= EXERCISE INSTRUCTIONS =
Which lines in the listing below contain the string "target"? Copy out each of them in full.

---

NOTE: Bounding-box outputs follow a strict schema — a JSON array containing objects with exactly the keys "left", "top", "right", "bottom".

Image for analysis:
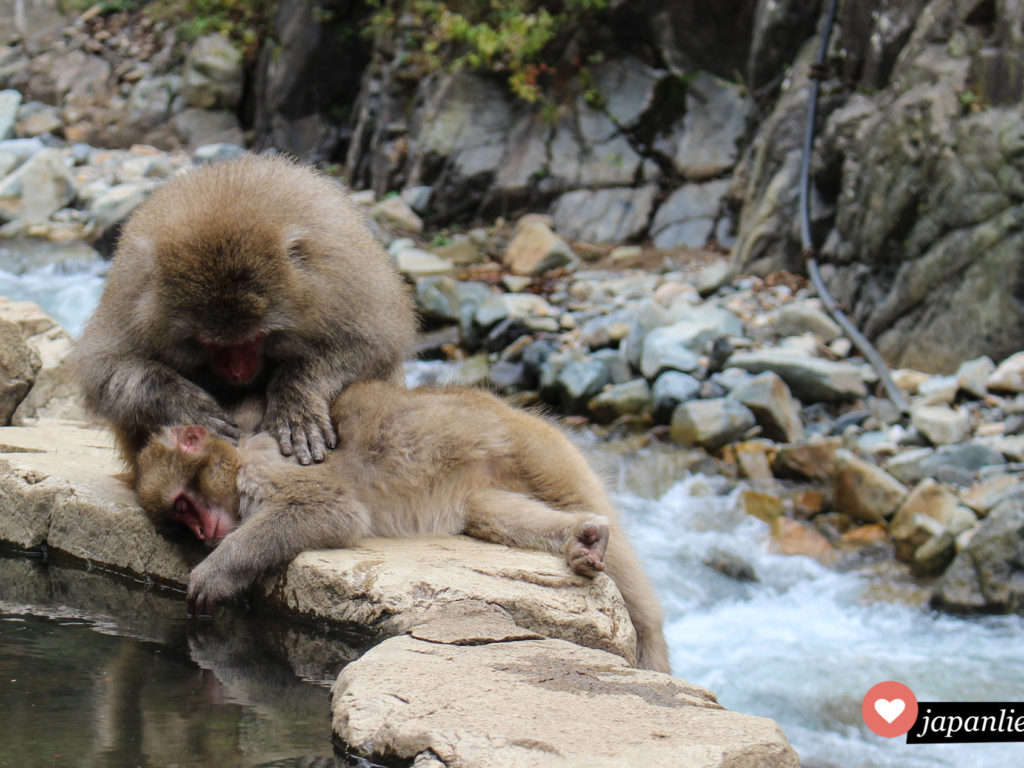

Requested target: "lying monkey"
[{"left": 136, "top": 381, "right": 669, "bottom": 672}]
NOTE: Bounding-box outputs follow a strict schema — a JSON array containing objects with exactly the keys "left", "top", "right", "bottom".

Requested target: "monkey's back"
[{"left": 331, "top": 382, "right": 614, "bottom": 536}]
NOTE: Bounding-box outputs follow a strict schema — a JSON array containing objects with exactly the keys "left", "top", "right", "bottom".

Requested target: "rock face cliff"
[
  {"left": 247, "top": 0, "right": 1024, "bottom": 372},
  {"left": 734, "top": 0, "right": 1024, "bottom": 372}
]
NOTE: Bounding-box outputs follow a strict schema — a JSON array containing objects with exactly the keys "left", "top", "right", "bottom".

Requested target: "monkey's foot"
[{"left": 565, "top": 520, "right": 608, "bottom": 577}]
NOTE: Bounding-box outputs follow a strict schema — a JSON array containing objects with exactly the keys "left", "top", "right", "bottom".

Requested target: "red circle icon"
[{"left": 860, "top": 680, "right": 918, "bottom": 738}]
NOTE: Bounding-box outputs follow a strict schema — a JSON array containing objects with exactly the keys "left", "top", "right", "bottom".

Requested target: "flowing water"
[{"left": 0, "top": 251, "right": 1024, "bottom": 768}]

---

= ANSWER FOR THE TASK =
Requested target: "lying monkey"
Requested target: "monkey's back"
Requested target: "rock face cliff"
Requested target: "monkey's foot"
Requested target: "red circle icon"
Requested target: "flowing water"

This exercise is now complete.